Please copy the entries word for word, starting with the line that contains "Where can the tiled" and going on through the line that contains "(1136, 653)".

Provided information:
*-*-*
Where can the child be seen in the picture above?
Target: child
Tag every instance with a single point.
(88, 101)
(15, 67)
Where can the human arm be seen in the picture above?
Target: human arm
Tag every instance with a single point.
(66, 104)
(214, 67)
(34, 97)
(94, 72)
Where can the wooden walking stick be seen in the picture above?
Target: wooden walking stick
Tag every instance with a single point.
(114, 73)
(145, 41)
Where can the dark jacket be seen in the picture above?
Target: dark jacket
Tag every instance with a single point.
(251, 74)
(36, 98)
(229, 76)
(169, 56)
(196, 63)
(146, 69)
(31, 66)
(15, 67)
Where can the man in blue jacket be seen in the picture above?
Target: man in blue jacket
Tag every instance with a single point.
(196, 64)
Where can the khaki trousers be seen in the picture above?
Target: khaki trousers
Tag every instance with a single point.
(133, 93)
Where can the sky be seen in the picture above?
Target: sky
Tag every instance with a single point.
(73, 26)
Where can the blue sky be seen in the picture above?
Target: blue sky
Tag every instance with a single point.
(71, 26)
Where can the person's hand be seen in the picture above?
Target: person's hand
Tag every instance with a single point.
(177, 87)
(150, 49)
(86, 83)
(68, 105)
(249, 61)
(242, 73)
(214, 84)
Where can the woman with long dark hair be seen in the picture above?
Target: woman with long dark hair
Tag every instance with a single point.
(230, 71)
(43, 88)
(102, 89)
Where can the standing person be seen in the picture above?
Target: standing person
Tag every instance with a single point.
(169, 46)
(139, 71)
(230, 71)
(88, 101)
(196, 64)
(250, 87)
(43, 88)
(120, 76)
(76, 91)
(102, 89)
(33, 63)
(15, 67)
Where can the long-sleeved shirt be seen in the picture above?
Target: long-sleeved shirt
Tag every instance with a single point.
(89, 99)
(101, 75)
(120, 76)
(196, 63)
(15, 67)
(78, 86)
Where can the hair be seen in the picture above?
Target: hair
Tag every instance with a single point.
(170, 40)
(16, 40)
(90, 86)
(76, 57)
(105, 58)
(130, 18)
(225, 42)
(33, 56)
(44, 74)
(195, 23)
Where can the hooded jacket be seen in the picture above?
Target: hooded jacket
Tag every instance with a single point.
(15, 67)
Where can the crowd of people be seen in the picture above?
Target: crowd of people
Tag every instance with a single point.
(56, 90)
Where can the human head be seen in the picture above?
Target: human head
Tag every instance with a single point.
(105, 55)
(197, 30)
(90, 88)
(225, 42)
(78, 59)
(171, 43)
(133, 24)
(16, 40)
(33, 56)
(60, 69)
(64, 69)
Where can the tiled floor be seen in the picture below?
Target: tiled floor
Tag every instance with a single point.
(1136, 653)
*-*-*
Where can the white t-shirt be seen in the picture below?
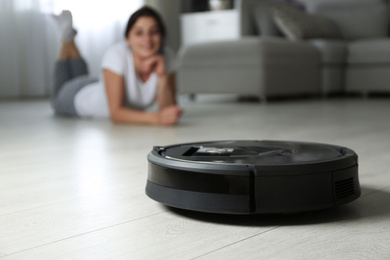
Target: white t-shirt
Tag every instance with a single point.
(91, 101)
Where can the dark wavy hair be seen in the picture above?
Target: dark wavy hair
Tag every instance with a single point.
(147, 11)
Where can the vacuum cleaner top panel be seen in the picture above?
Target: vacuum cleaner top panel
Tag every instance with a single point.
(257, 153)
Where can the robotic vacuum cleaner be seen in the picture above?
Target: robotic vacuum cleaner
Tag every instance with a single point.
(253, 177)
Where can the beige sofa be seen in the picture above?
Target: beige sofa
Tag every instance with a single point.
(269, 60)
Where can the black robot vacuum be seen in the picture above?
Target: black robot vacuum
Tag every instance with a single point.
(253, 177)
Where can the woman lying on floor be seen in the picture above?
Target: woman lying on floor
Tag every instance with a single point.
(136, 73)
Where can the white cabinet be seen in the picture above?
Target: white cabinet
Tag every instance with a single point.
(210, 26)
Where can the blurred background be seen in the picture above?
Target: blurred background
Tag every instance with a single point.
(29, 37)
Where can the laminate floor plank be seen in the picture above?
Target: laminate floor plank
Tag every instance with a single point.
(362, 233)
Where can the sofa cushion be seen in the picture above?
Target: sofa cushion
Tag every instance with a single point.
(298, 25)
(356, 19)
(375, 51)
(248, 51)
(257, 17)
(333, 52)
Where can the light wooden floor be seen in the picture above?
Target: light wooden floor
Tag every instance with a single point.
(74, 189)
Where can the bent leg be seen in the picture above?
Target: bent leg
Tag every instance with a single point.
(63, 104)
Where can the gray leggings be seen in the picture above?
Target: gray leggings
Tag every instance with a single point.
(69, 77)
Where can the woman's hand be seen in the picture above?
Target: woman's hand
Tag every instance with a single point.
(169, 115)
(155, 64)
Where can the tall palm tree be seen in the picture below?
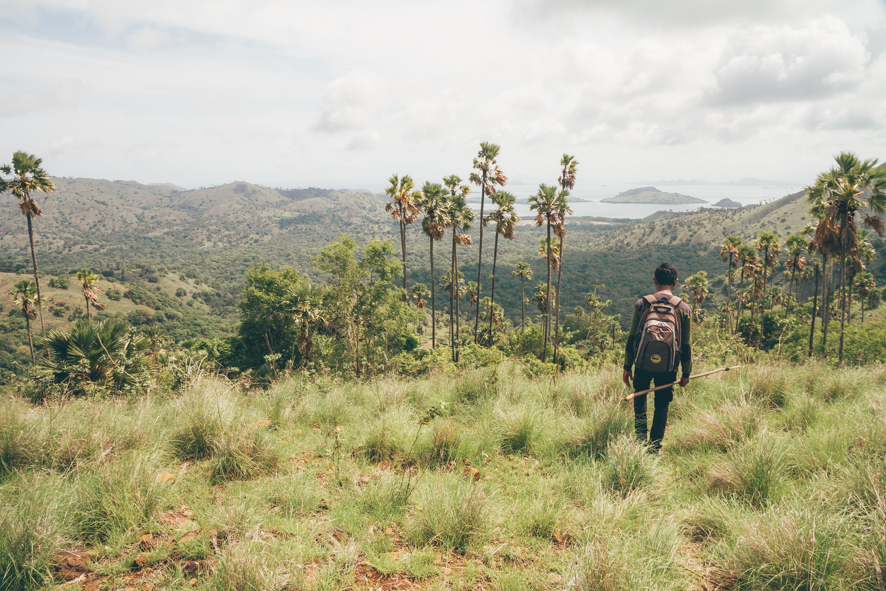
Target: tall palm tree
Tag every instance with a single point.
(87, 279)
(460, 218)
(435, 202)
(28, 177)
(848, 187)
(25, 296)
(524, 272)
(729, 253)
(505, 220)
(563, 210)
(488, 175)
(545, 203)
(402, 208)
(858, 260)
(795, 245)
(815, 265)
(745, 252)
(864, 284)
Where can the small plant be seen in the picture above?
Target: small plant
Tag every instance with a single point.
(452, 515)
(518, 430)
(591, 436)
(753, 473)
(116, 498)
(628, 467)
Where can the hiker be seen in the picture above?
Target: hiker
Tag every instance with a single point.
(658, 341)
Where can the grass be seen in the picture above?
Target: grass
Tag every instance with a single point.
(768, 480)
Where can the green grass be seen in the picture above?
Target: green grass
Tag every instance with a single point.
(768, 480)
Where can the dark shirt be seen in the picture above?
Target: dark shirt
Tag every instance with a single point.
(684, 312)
*-*-*
Correct answer:
Where can the tiled floor be seen in the picture below?
Target: tiled floor
Tag every instance with a single point.
(1136, 653)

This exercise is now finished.